▶ [Exercise task]: Offset the listing below from the line containing "of the green" up to and including the line containing "x=101, y=368", and write out only that span, requests included. Add -78 to every x and y value in the answer coordinates, and keep the sample coordinates inside the requests as they are.

-- -- --

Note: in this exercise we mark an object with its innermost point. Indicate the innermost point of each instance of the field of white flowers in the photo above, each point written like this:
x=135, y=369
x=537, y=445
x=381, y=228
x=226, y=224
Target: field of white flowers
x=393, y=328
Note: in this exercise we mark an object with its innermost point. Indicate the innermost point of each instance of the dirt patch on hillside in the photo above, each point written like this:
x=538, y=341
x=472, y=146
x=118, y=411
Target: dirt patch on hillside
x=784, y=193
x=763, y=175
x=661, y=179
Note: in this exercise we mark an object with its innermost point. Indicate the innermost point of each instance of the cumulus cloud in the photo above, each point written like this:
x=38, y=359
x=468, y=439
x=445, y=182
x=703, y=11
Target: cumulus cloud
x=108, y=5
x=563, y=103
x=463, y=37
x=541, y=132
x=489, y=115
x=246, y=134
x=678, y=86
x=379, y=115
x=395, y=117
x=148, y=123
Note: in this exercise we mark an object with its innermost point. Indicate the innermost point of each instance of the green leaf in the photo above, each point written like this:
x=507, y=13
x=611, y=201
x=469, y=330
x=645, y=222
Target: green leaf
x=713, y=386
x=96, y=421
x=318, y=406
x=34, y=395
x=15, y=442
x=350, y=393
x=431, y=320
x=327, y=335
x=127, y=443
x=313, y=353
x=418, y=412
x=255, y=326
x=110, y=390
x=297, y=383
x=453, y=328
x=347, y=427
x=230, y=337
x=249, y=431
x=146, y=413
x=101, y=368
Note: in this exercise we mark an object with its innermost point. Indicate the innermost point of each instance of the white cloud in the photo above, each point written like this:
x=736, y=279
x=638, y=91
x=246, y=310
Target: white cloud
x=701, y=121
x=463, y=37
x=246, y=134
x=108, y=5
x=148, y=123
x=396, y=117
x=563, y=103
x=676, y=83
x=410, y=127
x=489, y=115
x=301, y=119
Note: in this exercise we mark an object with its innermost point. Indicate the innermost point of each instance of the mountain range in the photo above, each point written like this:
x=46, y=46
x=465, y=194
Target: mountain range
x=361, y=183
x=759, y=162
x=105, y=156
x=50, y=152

-- -- --

▶ [Complete output]:
Note: in this exercise we mark an object with its innermost point. Indicate the innermost point of each instance of the green leaf in the photo above, each point written like this:
x=507, y=13
x=611, y=201
x=469, y=330
x=645, y=222
Target: green leaf
x=635, y=308
x=18, y=343
x=240, y=328
x=-44, y=317
x=-63, y=364
x=272, y=315
x=353, y=242
x=249, y=257
x=49, y=365
x=235, y=275
x=340, y=334
x=177, y=248
x=32, y=312
x=219, y=305
x=375, y=250
x=269, y=349
x=152, y=259
x=171, y=353
x=68, y=335
x=23, y=290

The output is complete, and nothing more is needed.